Work order: When writing out the entries below, keep only the lines from the line with "output | one point per instance, like (68,5)" to the line with "output | one point per instance, like (519,283)", both included, exactly as they are, and leave the pictures aside.

= = = = = = =

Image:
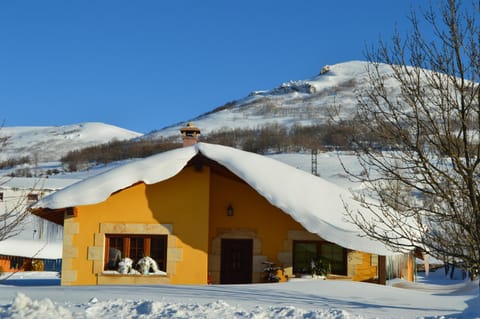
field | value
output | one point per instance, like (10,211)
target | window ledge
(117,274)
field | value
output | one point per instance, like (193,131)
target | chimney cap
(190,129)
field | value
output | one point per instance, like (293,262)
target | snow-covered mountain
(50,143)
(301,102)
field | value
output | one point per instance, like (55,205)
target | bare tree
(422,105)
(13,213)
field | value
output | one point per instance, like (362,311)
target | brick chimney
(190,134)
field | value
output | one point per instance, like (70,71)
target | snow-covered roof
(31,248)
(310,200)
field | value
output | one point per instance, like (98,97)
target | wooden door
(236,261)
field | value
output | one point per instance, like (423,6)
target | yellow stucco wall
(181,202)
(255,218)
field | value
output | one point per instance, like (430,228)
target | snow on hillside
(49,143)
(301,102)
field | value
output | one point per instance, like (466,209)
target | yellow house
(207,214)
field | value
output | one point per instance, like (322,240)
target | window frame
(318,245)
(126,248)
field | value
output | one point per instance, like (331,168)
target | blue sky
(144,65)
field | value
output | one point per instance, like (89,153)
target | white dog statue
(145,264)
(125,265)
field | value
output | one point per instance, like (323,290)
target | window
(135,247)
(306,253)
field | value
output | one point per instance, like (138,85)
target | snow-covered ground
(38,295)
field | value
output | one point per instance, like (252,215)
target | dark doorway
(236,261)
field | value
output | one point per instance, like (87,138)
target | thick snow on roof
(313,202)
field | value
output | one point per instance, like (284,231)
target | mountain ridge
(299,102)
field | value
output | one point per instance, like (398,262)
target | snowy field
(38,295)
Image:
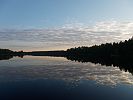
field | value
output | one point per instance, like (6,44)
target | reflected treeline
(116,54)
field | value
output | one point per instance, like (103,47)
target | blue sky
(51,13)
(61,24)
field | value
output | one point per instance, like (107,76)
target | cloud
(69,35)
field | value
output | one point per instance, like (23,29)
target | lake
(56,78)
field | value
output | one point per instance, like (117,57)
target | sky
(60,24)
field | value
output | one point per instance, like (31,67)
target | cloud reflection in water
(59,68)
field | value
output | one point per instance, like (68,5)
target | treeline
(5,52)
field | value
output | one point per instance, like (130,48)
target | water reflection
(59,68)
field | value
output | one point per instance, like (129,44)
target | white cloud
(69,35)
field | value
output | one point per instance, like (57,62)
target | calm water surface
(56,78)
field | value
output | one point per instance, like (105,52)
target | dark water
(56,78)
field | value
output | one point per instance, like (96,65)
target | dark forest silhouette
(110,54)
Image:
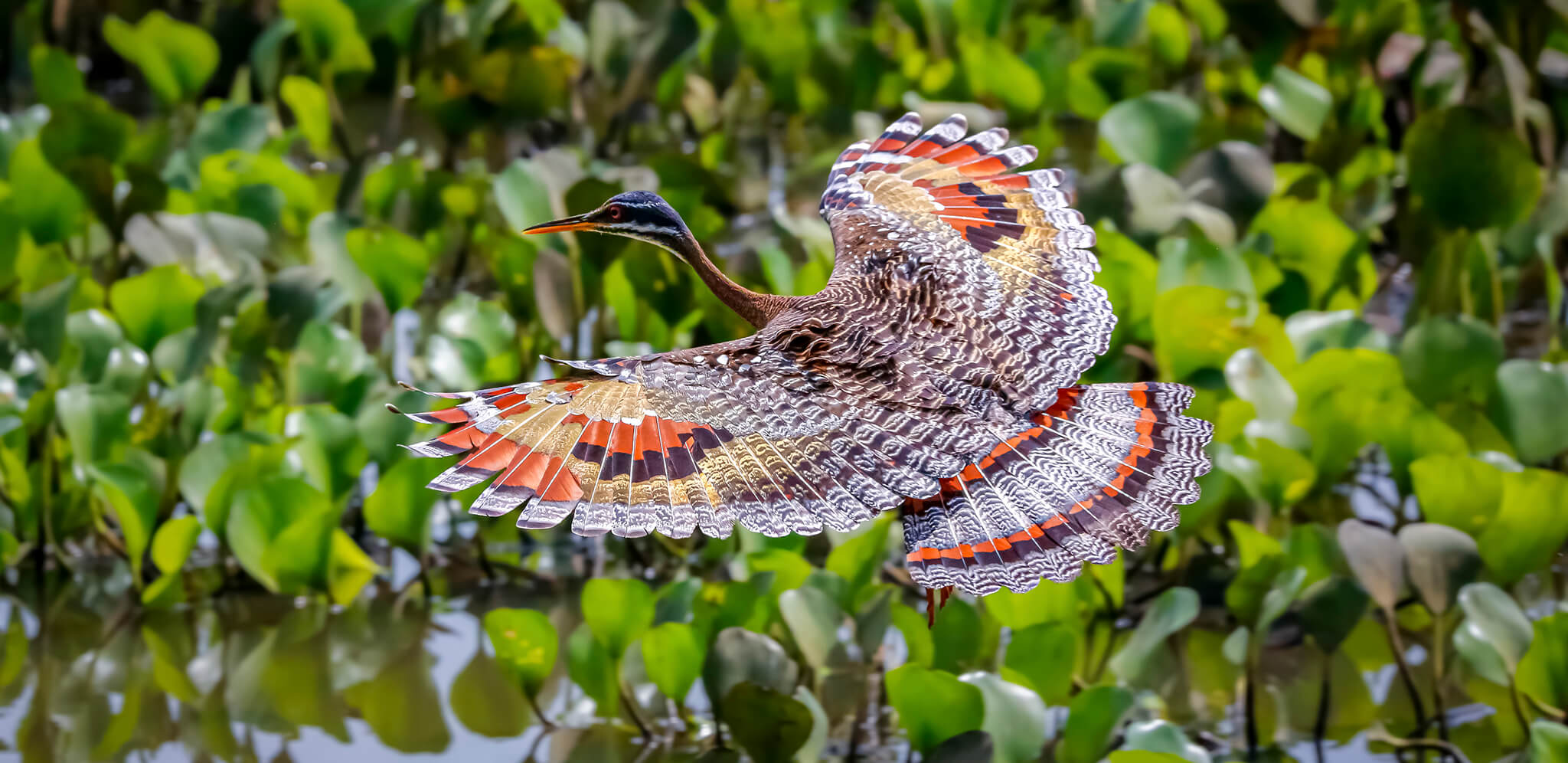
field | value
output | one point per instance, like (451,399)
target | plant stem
(1391,625)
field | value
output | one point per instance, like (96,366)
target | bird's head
(639,215)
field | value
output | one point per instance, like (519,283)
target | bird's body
(935,372)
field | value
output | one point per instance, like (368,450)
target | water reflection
(256,677)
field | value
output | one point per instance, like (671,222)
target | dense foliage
(227,228)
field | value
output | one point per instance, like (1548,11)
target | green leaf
(176,58)
(1014,716)
(740,655)
(1530,525)
(486,702)
(1170,613)
(328,35)
(1548,742)
(1442,559)
(673,658)
(1451,359)
(1047,655)
(308,103)
(400,506)
(131,493)
(155,303)
(812,617)
(1331,610)
(860,558)
(593,670)
(173,544)
(618,613)
(526,644)
(52,206)
(933,706)
(1156,128)
(1532,408)
(1295,103)
(769,724)
(1457,490)
(348,570)
(1159,742)
(1310,239)
(1470,172)
(394,261)
(1496,619)
(1093,718)
(1544,670)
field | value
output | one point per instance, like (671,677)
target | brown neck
(755,306)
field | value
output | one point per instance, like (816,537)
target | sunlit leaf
(933,706)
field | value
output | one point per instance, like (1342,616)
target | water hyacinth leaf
(1330,611)
(155,303)
(673,658)
(1044,655)
(1440,559)
(486,702)
(916,634)
(1532,407)
(1457,490)
(933,706)
(176,58)
(858,558)
(618,611)
(400,507)
(1093,719)
(308,103)
(1530,525)
(1451,359)
(1491,614)
(593,670)
(1159,738)
(1170,613)
(131,493)
(526,644)
(769,724)
(173,544)
(968,748)
(1014,716)
(814,621)
(1468,170)
(740,655)
(348,570)
(1548,742)
(1544,670)
(1376,558)
(394,263)
(1156,129)
(328,35)
(1295,103)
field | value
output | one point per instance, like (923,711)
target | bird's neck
(755,306)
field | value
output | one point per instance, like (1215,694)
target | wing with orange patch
(1101,468)
(999,250)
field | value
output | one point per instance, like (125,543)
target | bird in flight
(935,374)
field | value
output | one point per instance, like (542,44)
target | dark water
(83,676)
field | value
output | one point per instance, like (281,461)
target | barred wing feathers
(935,374)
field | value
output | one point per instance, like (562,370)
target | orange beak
(567,224)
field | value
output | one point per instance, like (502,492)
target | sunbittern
(936,372)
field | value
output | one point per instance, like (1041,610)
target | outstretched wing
(670,443)
(1010,257)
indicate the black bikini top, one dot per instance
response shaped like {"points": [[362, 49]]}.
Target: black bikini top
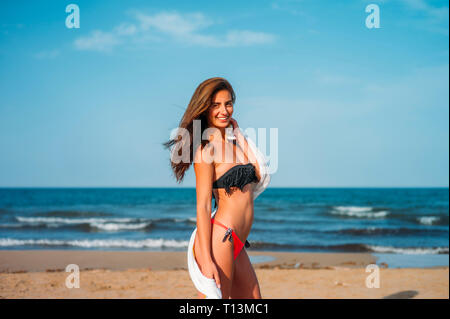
{"points": [[237, 176]]}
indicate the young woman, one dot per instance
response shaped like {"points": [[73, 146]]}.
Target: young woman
{"points": [[226, 170]]}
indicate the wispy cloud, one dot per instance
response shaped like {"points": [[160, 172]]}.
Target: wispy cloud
{"points": [[434, 19], [189, 28], [48, 54], [439, 13]]}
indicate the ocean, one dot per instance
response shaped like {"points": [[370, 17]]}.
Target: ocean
{"points": [[378, 220]]}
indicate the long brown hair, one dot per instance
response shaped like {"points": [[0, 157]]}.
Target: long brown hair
{"points": [[197, 110]]}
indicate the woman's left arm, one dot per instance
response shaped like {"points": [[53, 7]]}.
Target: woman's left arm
{"points": [[242, 141]]}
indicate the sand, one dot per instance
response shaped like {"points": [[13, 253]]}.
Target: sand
{"points": [[125, 274]]}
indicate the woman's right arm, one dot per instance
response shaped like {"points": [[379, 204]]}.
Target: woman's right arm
{"points": [[204, 174]]}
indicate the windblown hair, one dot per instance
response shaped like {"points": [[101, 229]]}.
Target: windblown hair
{"points": [[196, 110]]}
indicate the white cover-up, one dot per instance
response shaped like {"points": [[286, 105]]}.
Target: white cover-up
{"points": [[205, 285]]}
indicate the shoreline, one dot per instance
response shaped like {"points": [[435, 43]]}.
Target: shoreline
{"points": [[48, 260], [41, 274], [56, 260]]}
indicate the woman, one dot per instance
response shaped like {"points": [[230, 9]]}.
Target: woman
{"points": [[226, 171]]}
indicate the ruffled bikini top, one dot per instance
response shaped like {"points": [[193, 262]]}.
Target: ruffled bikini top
{"points": [[237, 176]]}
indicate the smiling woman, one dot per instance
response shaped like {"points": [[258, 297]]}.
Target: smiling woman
{"points": [[218, 262]]}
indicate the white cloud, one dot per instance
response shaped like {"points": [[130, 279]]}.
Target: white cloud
{"points": [[50, 54]]}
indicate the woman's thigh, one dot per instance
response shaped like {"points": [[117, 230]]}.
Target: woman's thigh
{"points": [[245, 284], [222, 255]]}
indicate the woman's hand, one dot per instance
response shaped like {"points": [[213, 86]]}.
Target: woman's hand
{"points": [[210, 271], [234, 123]]}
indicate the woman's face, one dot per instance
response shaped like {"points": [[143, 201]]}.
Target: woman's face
{"points": [[221, 110]]}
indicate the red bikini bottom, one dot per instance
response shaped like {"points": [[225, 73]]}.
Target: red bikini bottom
{"points": [[238, 245]]}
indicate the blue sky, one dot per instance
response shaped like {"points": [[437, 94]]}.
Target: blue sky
{"points": [[354, 106]]}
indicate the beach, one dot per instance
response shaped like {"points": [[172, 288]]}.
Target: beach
{"points": [[163, 275]]}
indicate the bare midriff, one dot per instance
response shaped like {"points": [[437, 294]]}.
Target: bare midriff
{"points": [[236, 210]]}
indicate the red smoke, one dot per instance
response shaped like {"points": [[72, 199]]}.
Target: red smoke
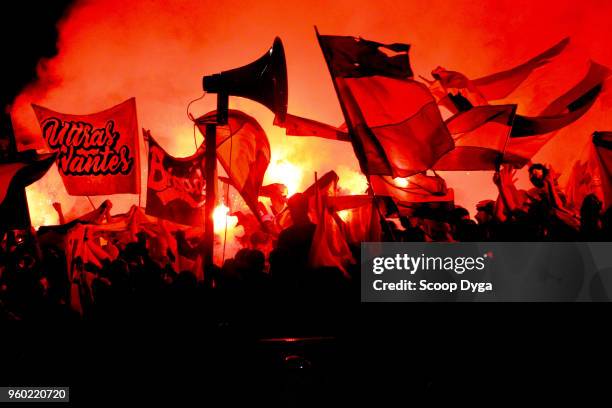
{"points": [[158, 51]]}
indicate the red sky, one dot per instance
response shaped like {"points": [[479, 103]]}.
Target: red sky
{"points": [[158, 51]]}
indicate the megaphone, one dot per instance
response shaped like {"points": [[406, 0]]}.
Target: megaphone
{"points": [[263, 80]]}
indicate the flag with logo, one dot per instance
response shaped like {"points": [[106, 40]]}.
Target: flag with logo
{"points": [[176, 187], [394, 122], [98, 154]]}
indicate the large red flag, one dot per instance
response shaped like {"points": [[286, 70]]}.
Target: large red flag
{"points": [[98, 154], [298, 126], [176, 187], [419, 188], [394, 123], [592, 173], [243, 150], [457, 92], [481, 136], [530, 134]]}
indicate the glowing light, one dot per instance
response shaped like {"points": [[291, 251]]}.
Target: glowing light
{"points": [[41, 210], [401, 182], [219, 215], [345, 215], [282, 171], [352, 181]]}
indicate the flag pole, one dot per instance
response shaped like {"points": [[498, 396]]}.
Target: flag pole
{"points": [[210, 167], [357, 147], [91, 202]]}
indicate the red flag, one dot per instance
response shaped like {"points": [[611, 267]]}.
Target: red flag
{"points": [[592, 173], [98, 154], [329, 247], [243, 150], [298, 126], [324, 187], [481, 135], [394, 122], [530, 134], [419, 188], [360, 216], [457, 92], [176, 187], [501, 84], [603, 148]]}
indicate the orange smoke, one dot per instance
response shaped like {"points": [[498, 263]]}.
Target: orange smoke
{"points": [[157, 51]]}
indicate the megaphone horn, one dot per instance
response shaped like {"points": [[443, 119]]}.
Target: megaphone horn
{"points": [[263, 80]]}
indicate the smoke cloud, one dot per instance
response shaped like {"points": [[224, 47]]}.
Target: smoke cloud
{"points": [[157, 51]]}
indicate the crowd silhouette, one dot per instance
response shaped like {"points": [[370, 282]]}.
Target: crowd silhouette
{"points": [[273, 268]]}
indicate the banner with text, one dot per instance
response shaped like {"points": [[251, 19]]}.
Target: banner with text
{"points": [[97, 153], [486, 271]]}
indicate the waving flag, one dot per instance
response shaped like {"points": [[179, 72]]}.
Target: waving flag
{"points": [[176, 187], [529, 134], [298, 126], [592, 173], [419, 188], [394, 123], [457, 92], [501, 84], [481, 135], [243, 150], [98, 154]]}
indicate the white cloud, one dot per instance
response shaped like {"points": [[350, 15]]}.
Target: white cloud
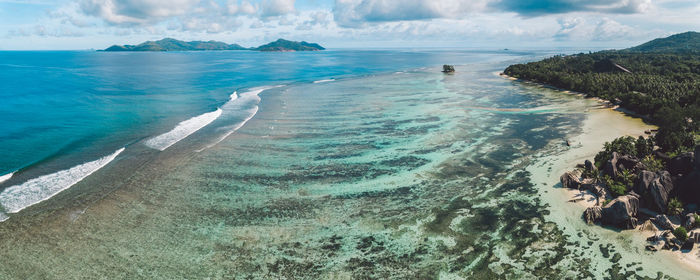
{"points": [[241, 8], [610, 30], [136, 11], [273, 8], [356, 13]]}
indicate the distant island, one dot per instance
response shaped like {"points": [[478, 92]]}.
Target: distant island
{"points": [[169, 44], [652, 182]]}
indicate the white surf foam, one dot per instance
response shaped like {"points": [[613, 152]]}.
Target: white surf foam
{"points": [[233, 105], [183, 129], [6, 177], [18, 197], [324, 81]]}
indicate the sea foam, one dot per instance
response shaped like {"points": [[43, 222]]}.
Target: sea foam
{"points": [[6, 177], [182, 130], [18, 197], [234, 106]]}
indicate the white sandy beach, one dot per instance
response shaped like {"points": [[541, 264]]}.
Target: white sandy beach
{"points": [[603, 124]]}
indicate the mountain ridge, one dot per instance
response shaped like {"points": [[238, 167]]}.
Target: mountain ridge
{"points": [[170, 44]]}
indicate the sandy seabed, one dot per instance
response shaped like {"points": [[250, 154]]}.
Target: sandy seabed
{"points": [[603, 124]]}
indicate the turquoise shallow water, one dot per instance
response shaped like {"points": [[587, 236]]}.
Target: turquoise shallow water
{"points": [[404, 173]]}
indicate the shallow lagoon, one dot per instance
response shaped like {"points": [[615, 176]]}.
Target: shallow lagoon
{"points": [[412, 174]]}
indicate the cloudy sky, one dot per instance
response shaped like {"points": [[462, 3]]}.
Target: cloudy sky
{"points": [[85, 24]]}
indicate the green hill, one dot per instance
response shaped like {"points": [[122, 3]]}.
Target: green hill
{"points": [[683, 42], [169, 44], [282, 45], [659, 79]]}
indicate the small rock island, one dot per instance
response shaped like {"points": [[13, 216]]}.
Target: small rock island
{"points": [[653, 183], [170, 44]]}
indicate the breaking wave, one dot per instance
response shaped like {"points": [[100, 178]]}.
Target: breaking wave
{"points": [[18, 197]]}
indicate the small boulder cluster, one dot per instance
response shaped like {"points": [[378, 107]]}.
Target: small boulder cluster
{"points": [[630, 194]]}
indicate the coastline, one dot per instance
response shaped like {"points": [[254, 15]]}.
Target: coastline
{"points": [[604, 122]]}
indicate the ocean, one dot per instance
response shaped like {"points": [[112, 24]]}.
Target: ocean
{"points": [[334, 164]]}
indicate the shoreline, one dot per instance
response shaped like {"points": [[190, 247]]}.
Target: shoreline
{"points": [[604, 122]]}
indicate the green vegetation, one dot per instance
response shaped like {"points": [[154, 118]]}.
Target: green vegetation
{"points": [[626, 145], [659, 80], [616, 187], [285, 45], [652, 164], [683, 42], [169, 44], [680, 233], [675, 207]]}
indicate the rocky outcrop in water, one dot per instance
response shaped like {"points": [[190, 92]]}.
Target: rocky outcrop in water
{"points": [[664, 222], [659, 191], [571, 180], [689, 221], [642, 184], [621, 212], [593, 214], [618, 163], [689, 184], [590, 167], [682, 164]]}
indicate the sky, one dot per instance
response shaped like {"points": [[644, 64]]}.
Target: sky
{"points": [[97, 24]]}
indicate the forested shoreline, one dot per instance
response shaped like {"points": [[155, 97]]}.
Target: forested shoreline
{"points": [[660, 81]]}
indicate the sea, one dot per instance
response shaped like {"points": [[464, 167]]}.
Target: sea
{"points": [[339, 164]]}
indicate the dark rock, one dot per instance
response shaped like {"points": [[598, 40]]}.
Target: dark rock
{"points": [[665, 245], [689, 221], [659, 191], [592, 214], [570, 180], [653, 238], [597, 189], [589, 166], [682, 164], [688, 245], [664, 223], [618, 162], [697, 158], [627, 162], [610, 167], [643, 182], [621, 212], [662, 156], [695, 236], [448, 68], [689, 188]]}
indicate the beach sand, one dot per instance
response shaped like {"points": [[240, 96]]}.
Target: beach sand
{"points": [[603, 124]]}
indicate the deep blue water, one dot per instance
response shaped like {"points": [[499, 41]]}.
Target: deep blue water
{"points": [[61, 108]]}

= = = = = = =

Your response:
output | one point per instance, like (68,5)
target | treeline
(5,52)
field | value
output | one point per instance, like (130,48)
target | water reflection
(59,68)
field | value
output | one point per instance, like (129,44)
target | white cloud
(69,35)
field | value
output | one point per instance, like (57,62)
target | calm water surface
(56,78)
field | value
output | one point per instance, like (105,52)
target | dark water
(56,78)
field | value
output | one point per instance, like (96,65)
target | dark forest silhouette
(110,54)
Image:
field | value
output | one point per instance, like (451,399)
target | plant stem
(1391,625)
field | value
output | one point per instance, like (96,366)
target | bird's head
(639,215)
field | value
output | one point per instance, like (519,283)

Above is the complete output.